## TASK TO CARRY OUT
Take the line containing "Place a point on every instance of the asphalt" and all lines after it, through the end of the material, and repeat them exactly, pictures left out.

[Items from a data source]
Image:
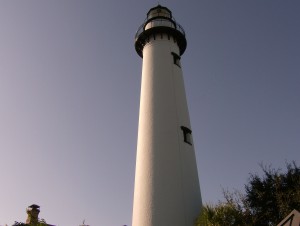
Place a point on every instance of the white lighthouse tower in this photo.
(166, 191)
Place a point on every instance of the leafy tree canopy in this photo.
(266, 201)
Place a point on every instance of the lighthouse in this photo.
(166, 190)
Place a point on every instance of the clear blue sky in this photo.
(69, 100)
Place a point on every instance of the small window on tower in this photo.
(187, 135)
(176, 59)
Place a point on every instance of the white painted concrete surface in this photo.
(166, 189)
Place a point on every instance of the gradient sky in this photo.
(69, 100)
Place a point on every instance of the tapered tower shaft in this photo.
(166, 189)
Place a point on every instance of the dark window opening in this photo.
(187, 135)
(176, 59)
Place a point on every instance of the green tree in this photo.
(271, 197)
(266, 201)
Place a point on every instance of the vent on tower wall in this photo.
(187, 135)
(176, 59)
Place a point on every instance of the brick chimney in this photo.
(33, 215)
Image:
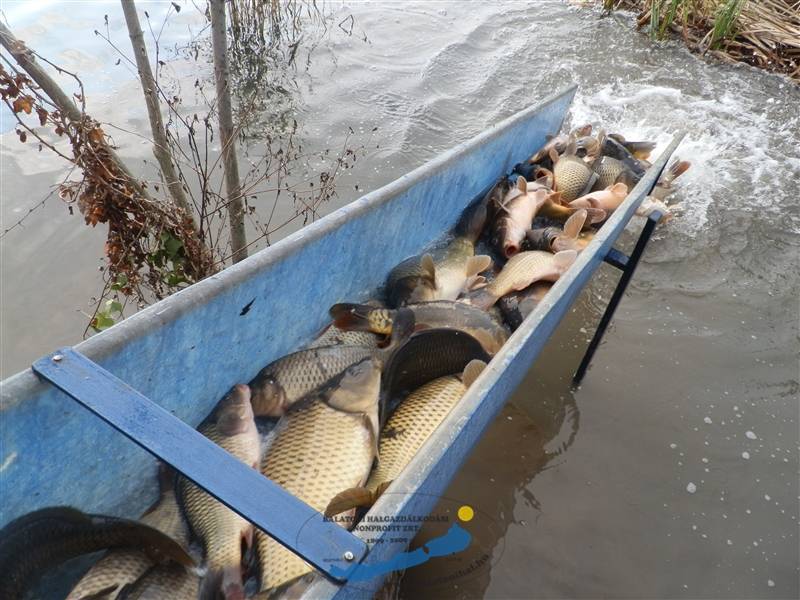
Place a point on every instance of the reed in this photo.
(762, 33)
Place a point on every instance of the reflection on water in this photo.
(697, 380)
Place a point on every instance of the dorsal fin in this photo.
(574, 224)
(427, 264)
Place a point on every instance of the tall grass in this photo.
(725, 21)
(662, 15)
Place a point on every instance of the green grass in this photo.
(662, 15)
(725, 21)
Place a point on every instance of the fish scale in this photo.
(518, 271)
(302, 372)
(317, 452)
(165, 582)
(219, 529)
(333, 336)
(117, 568)
(607, 172)
(411, 424)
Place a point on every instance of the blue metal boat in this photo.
(156, 375)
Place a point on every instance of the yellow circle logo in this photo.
(465, 513)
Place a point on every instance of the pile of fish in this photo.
(375, 384)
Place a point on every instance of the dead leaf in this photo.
(24, 104)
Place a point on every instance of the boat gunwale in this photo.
(149, 319)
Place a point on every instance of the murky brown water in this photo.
(697, 382)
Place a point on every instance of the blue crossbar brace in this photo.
(244, 490)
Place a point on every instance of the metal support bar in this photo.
(617, 259)
(627, 264)
(243, 489)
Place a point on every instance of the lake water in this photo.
(673, 471)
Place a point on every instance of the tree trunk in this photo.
(160, 146)
(25, 59)
(232, 185)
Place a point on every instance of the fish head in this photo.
(563, 260)
(268, 397)
(587, 148)
(358, 391)
(510, 238)
(235, 412)
(543, 178)
(582, 130)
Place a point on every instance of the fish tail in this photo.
(362, 317)
(225, 580)
(574, 225)
(349, 499)
(596, 215)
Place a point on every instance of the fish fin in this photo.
(574, 224)
(402, 326)
(478, 264)
(640, 150)
(106, 593)
(356, 497)
(593, 177)
(248, 532)
(583, 203)
(676, 169)
(471, 372)
(583, 130)
(564, 259)
(482, 299)
(476, 283)
(227, 580)
(544, 180)
(382, 487)
(429, 266)
(351, 317)
(596, 215)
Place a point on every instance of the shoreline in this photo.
(764, 34)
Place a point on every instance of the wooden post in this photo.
(160, 145)
(232, 184)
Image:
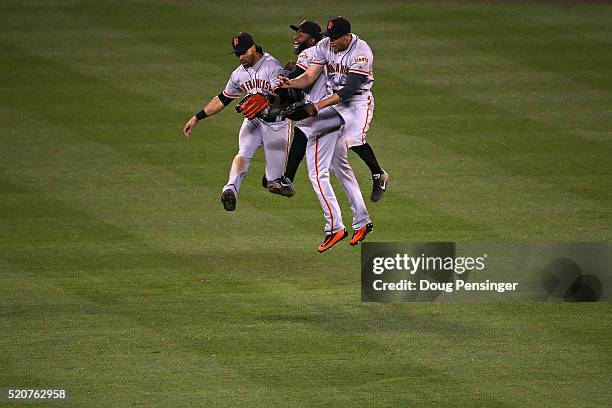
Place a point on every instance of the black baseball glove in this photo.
(300, 110)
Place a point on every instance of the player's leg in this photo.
(319, 153)
(276, 147)
(361, 113)
(296, 153)
(249, 140)
(343, 171)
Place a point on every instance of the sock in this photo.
(367, 155)
(296, 153)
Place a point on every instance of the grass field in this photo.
(125, 281)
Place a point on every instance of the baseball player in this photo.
(326, 150)
(348, 60)
(263, 125)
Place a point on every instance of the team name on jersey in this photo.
(334, 68)
(256, 84)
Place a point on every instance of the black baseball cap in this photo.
(337, 27)
(242, 42)
(308, 27)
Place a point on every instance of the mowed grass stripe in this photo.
(402, 353)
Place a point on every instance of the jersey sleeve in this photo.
(361, 61)
(232, 90)
(274, 73)
(319, 57)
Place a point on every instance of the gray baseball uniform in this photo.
(326, 151)
(269, 130)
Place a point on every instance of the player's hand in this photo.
(284, 82)
(189, 126)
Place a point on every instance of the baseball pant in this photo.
(357, 115)
(274, 137)
(326, 152)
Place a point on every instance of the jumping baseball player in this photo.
(263, 125)
(326, 149)
(348, 60)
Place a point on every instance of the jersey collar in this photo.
(258, 63)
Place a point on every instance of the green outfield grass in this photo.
(125, 281)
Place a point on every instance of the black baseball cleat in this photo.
(359, 234)
(331, 240)
(281, 186)
(228, 198)
(379, 186)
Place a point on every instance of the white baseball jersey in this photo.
(273, 136)
(356, 58)
(326, 152)
(319, 89)
(260, 78)
(358, 111)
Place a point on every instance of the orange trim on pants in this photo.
(331, 214)
(366, 124)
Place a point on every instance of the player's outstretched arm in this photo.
(213, 107)
(303, 81)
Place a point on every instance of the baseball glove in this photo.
(252, 105)
(300, 110)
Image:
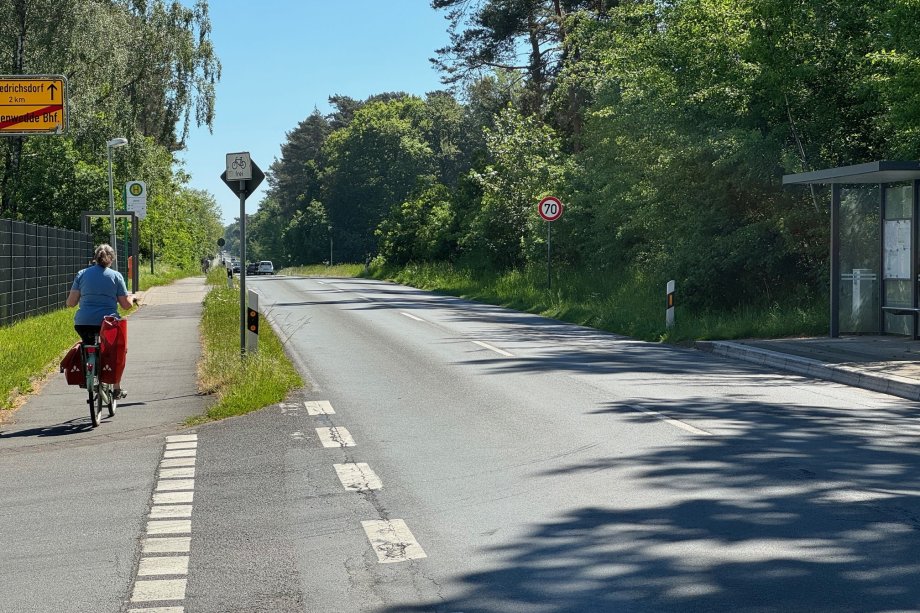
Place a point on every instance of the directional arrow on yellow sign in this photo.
(33, 104)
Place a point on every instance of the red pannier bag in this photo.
(113, 349)
(72, 367)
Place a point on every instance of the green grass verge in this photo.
(632, 306)
(164, 274)
(240, 386)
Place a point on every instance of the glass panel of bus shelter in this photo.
(896, 249)
(860, 211)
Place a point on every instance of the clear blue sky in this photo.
(283, 58)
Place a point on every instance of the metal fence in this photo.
(37, 267)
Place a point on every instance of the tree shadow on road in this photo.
(789, 508)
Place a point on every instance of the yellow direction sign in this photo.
(33, 104)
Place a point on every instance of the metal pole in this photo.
(242, 268)
(108, 149)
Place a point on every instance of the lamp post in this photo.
(109, 145)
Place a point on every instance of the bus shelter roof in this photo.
(873, 172)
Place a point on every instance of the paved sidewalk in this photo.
(161, 378)
(887, 364)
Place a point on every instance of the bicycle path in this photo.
(76, 499)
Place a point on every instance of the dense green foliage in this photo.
(665, 127)
(141, 70)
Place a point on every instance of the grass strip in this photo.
(629, 305)
(240, 385)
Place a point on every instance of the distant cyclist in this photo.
(99, 291)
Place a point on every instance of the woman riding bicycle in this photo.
(99, 291)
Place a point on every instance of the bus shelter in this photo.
(875, 252)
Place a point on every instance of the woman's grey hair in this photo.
(104, 255)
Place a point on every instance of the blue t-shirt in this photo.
(99, 289)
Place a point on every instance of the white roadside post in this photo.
(669, 313)
(252, 324)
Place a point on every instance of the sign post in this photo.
(33, 104)
(550, 209)
(242, 176)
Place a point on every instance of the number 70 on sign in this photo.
(550, 208)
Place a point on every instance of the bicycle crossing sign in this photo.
(239, 166)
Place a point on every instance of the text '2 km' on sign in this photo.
(33, 104)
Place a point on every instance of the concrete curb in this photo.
(838, 373)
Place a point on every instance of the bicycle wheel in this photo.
(93, 402)
(112, 401)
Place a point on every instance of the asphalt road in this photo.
(544, 467)
(454, 457)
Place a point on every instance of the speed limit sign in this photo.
(550, 208)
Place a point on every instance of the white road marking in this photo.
(173, 462)
(392, 541)
(358, 477)
(164, 511)
(181, 438)
(159, 589)
(173, 497)
(169, 526)
(495, 349)
(187, 472)
(318, 407)
(175, 544)
(170, 565)
(674, 422)
(335, 437)
(182, 445)
(175, 485)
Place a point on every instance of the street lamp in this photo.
(109, 145)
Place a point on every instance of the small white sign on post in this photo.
(239, 166)
(136, 198)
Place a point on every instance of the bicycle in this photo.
(99, 393)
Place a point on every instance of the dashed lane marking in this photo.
(175, 544)
(392, 541)
(495, 349)
(164, 563)
(183, 445)
(674, 422)
(173, 485)
(185, 472)
(319, 407)
(174, 462)
(169, 526)
(165, 511)
(335, 437)
(358, 477)
(173, 497)
(172, 565)
(158, 589)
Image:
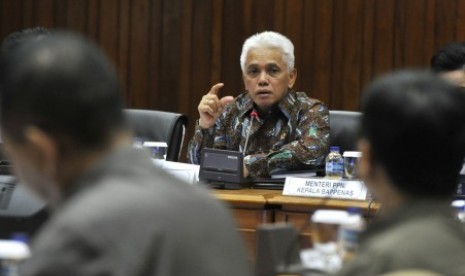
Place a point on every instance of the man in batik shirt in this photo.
(275, 127)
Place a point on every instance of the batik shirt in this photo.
(293, 135)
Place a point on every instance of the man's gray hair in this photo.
(269, 39)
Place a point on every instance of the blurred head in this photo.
(449, 62)
(413, 129)
(267, 62)
(16, 39)
(59, 98)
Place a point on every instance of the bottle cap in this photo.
(354, 210)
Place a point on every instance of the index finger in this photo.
(216, 88)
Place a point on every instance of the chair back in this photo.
(162, 126)
(344, 127)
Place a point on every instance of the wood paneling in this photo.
(170, 52)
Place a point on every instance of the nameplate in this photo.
(327, 188)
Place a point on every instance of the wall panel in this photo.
(168, 53)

## EXERCISE RESPONSE
Place a point on every instance of the asphalt road in this photo.
(544, 467)
(454, 457)
Place a point on every instance of the speed limit sign in this photo.
(550, 208)
Place a point on every instance of the white road marking in this photo.
(173, 462)
(392, 541)
(358, 477)
(164, 511)
(181, 438)
(159, 589)
(173, 497)
(169, 526)
(495, 349)
(187, 472)
(318, 407)
(175, 544)
(170, 565)
(674, 422)
(335, 437)
(182, 445)
(175, 485)
Place a point on every instance of the street lamp in this photo.
(109, 145)
Place a point on every instance of the small white sign on post in this photo.
(239, 166)
(136, 198)
Place a point on every instance of the bicycle in this photo.
(99, 393)
Place a point on every instance of the dashed lane marking in this photo.
(175, 544)
(392, 541)
(495, 349)
(164, 563)
(183, 445)
(674, 422)
(173, 485)
(185, 472)
(319, 407)
(174, 462)
(169, 526)
(165, 511)
(335, 437)
(358, 477)
(173, 497)
(172, 565)
(158, 589)
Image:
Place a point on every instance of the man in batik shirt in this photo.
(275, 127)
Place a point on every instance of the batik shirt in this photo.
(293, 135)
Place a point on every instance of the man's gray hair in this photo.
(269, 39)
Place a point on every instance of the blurred head in this photo.
(449, 62)
(413, 129)
(267, 62)
(16, 39)
(59, 98)
Place a point on every instance of the bottle cap in this photo.
(354, 210)
Place a point on every instance of the index finger in this photo.
(216, 88)
Place a point on every instance of the chair back in this photo.
(162, 126)
(344, 127)
Place a point on every instance of the wood paneling in this photo.
(170, 52)
Place a point on every instance of the nameplate in this photo.
(327, 188)
Place a point on every instance of the wall panel in this photo.
(168, 53)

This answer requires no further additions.